Copy the items below from the line with "Each instance of the toilet" through the end of the items, requests included, and offset every pixel coordinate in the answers by adding 114 to each x and y value. Leave the pictures out.
————————
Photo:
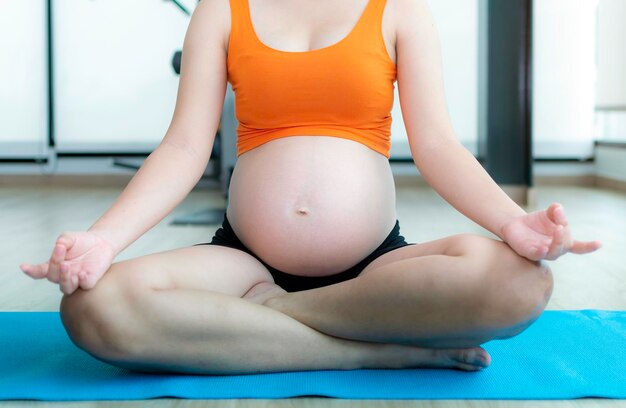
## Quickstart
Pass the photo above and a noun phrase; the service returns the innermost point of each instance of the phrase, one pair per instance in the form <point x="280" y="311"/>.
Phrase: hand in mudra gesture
<point x="79" y="259"/>
<point x="544" y="234"/>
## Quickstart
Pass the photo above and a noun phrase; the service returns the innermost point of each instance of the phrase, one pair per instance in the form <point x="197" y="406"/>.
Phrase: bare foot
<point x="263" y="291"/>
<point x="468" y="359"/>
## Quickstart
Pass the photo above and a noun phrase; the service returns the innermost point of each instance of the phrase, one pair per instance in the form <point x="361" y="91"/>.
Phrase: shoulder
<point x="410" y="16"/>
<point x="213" y="16"/>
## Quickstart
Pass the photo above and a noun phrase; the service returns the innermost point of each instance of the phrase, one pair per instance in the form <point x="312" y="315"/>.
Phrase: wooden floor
<point x="32" y="217"/>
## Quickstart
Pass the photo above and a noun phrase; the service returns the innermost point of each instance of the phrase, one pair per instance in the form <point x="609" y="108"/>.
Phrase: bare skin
<point x="307" y="205"/>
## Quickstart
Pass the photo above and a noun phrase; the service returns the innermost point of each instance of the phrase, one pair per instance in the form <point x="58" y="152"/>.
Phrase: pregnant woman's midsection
<point x="312" y="205"/>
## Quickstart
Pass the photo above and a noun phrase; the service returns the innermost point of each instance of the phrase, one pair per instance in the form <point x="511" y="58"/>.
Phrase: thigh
<point x="204" y="267"/>
<point x="454" y="245"/>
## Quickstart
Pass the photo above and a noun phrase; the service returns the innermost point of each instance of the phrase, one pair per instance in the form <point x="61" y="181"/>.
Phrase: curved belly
<point x="312" y="205"/>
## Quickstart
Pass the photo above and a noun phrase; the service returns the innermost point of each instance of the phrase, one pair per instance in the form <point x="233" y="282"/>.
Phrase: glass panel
<point x="115" y="86"/>
<point x="23" y="79"/>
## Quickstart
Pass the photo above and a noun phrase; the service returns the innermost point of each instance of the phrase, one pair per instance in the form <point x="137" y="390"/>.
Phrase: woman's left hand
<point x="544" y="234"/>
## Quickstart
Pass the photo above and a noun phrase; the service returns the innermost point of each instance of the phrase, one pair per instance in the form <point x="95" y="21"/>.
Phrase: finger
<point x="66" y="240"/>
<point x="65" y="280"/>
<point x="536" y="253"/>
<point x="550" y="212"/>
<point x="35" y="271"/>
<point x="555" y="249"/>
<point x="559" y="215"/>
<point x="87" y="281"/>
<point x="58" y="255"/>
<point x="579" y="247"/>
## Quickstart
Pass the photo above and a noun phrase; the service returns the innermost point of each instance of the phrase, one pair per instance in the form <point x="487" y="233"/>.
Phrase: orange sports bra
<point x="343" y="90"/>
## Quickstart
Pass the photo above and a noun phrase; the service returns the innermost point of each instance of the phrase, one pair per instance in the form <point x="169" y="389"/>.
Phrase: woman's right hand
<point x="79" y="259"/>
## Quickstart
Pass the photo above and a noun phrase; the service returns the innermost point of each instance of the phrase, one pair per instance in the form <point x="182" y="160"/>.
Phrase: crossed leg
<point x="459" y="291"/>
<point x="183" y="311"/>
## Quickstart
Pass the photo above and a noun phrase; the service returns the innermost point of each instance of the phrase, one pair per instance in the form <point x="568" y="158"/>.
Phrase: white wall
<point x="611" y="86"/>
<point x="23" y="79"/>
<point x="564" y="74"/>
<point x="457" y="25"/>
<point x="115" y="87"/>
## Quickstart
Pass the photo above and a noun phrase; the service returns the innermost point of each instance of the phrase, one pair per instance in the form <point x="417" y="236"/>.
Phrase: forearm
<point x="460" y="179"/>
<point x="163" y="181"/>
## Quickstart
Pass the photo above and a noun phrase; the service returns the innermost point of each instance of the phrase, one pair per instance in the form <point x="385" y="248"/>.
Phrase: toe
<point x="474" y="358"/>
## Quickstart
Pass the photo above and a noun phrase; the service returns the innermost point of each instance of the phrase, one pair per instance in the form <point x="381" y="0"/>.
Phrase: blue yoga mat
<point x="563" y="355"/>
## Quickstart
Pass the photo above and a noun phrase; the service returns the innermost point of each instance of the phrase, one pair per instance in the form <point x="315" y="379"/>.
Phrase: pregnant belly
<point x="312" y="205"/>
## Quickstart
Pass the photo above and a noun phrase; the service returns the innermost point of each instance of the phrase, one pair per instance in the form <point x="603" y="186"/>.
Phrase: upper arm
<point x="420" y="78"/>
<point x="202" y="84"/>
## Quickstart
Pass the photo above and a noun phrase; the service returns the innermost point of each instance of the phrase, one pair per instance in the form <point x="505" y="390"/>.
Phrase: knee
<point x="94" y="319"/>
<point x="514" y="289"/>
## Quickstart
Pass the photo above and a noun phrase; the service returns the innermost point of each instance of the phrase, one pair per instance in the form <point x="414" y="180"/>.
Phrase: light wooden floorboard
<point x="32" y="217"/>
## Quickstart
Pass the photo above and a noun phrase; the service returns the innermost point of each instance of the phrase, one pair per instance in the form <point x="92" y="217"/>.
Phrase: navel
<point x="302" y="211"/>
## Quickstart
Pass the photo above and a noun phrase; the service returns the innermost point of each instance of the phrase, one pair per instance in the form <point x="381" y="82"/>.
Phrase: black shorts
<point x="225" y="236"/>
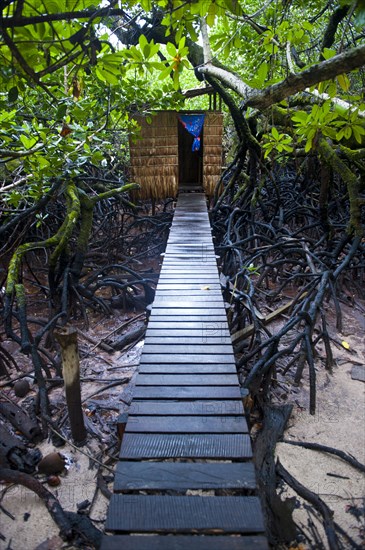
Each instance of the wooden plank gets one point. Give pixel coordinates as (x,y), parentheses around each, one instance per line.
(183,408)
(199,446)
(186,424)
(144,379)
(206,305)
(196,349)
(182,514)
(187,358)
(217,319)
(183,542)
(192,338)
(217,327)
(186,392)
(179,476)
(190,270)
(189,311)
(200,293)
(190,368)
(187,329)
(187,286)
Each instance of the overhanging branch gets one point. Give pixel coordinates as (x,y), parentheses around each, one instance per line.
(326,70)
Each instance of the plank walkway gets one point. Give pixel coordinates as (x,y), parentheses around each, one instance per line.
(185,474)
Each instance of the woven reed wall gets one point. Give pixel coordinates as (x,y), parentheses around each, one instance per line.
(154,156)
(212,152)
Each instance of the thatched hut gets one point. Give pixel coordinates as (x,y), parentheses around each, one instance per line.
(163,159)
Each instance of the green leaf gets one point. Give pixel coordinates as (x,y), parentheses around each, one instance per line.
(28,142)
(275,133)
(344,82)
(328,53)
(171,49)
(61,111)
(13,94)
(142,41)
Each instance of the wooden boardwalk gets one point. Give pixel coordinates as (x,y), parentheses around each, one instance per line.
(185,473)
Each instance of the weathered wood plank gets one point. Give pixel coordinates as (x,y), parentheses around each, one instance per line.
(178,476)
(196,349)
(183,408)
(144,379)
(196,330)
(190,318)
(192,338)
(183,368)
(186,392)
(175,514)
(183,542)
(189,311)
(200,446)
(187,358)
(186,424)
(206,305)
(200,293)
(187,286)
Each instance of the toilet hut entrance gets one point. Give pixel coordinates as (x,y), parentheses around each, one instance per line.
(190,162)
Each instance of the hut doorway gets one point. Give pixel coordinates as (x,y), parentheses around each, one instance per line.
(190,162)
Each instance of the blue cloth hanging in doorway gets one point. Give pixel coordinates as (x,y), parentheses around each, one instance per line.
(194,125)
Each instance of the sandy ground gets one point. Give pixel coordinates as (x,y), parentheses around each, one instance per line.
(32,525)
(339,422)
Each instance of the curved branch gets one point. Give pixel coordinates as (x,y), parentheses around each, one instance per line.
(328,69)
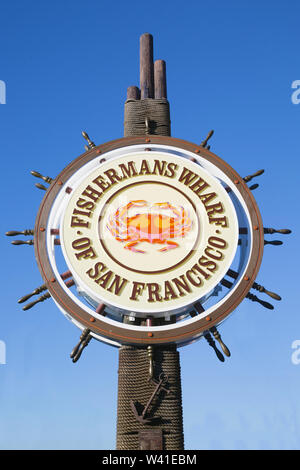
————————
- COMPLETE RESPONSE -
Each instance of the toilet hut entrance gets one point. Give pixel coordinates as (x,y), parentheses around each, one instance per line.
(304,276)
Each instance of the hut doorway gets one point. Give pixel coordinates as (x,y), parentheses around each, one instance per line.
(304,276)
Each instance of the blue cloth hanging in doorway gets one point. Give pixel coordinates as (x,y), parentheses around each, one instance per line.
(308,239)
Each instance of the sandy ground gets one point. Give pixel coordinates as (x,y), parentheses around each, one instance per line.
(146,639)
(453,536)
Each instance of the curved branch gets one point. Give pixel coordinates as (x,y), parentheses around each, one instance per line.
(442,183)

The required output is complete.